▶ **Goal 1**
In the race report, what goal time did the writer give for the 30 miler?
▶ **Goal 2**
Copy out every one of the records below, keeping each line unchanged.

▶ **Excerpt**
---------------

Iron Mountain 30 miler
Saturday, September 2nd, 2017
Damascus, Virginia
"And now that you don't have to be perfect, you can be good."-John Steinbeck
The Most Rambling Race Report Ever. It does eventually get to the race. Eventually.
When we last left off here, I was in a downward spiral of uncertainty. Knowing I didn't want to give up ultra running or running in general but just a bit too much of self-doubt and perfectionism going on for survival.
It's been a slow moving process, but a half dozen good self-help books and listening to (read:believing in) the kind words of loved ones got me slowly turned around. We had a busy summer, a good summer, but a busy one. I was in pretty decent shape when the walls came tumbling down in February. By the time I got my shit together I was in less decent shape and moving into peak traveling time. I set a few, somewhat reasonable summer goals and let running be less of a priority and more of just who I am, what I do. Not all of me. Just part of me.
June and July were busy with trips to Home-school conventions, Highland Sky, Western States, the beach, Gettysburg, and Busch Gardens. One weekend in 7 I actually got training in, at the TWOT loop, where we were treated to the best weather so I felt more "fit" then I probably really was.
Finally August arrived. Weekends away ended and I returned to something that resembled routine. The goals I had set-forth at the beginning of summer, to be in good shape for Iron Mountain, had faded. I had long accepted that this particular summer was too busy for hard training and lofty goals. When asked a few weeks ago about goals I said 5:30 was my goal for the 30 miler. I have run the 50 at Iron Mountain 3 times but I've never run 'just' the 30, and I really do believe that further is 'my thing'. I don't have conventional 'speed' when it comes to running. I just feel and believe (and maybe is in part why it seems true?) that I can just keep running. I actually considered switching to the 50 just because going further just seems to suit me. But then I didn't really feel so confident in my ability to do 50 any better than 30 on the summer I had (with weekly mileage that looked as follows: 11, 46, 12, 32, 68, 30, 55, 23). Usually summer is a very consistent time for my running, this summer I felt like I was literally all over the place.
I did get a couple good weeks of running in late July and August. While we were busy on the weekends I made a point to try to stay consistent Monday-Thursday and when the weekends finally settled I got a couple good semi-long runs in which included the Lynchburg Half Marathon which was a good time to test out some fueling changes I am working on and to get in a good 'steady' effort run of nearly two hours. I was feeling better about myself, my life, my choices, my running, my relationships.

---------------

▶ **Task material**

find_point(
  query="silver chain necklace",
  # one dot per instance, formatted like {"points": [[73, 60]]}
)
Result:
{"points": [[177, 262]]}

---------------

▶ **Finished answer 1**
The writer's goal was 5:30.

▶ **Finished answer 2**
find_point(
  query="silver chain necklace",
  # one dot per instance, formatted like {"points": [[73, 60]]}
)
Result:
{"points": [[177, 262]]}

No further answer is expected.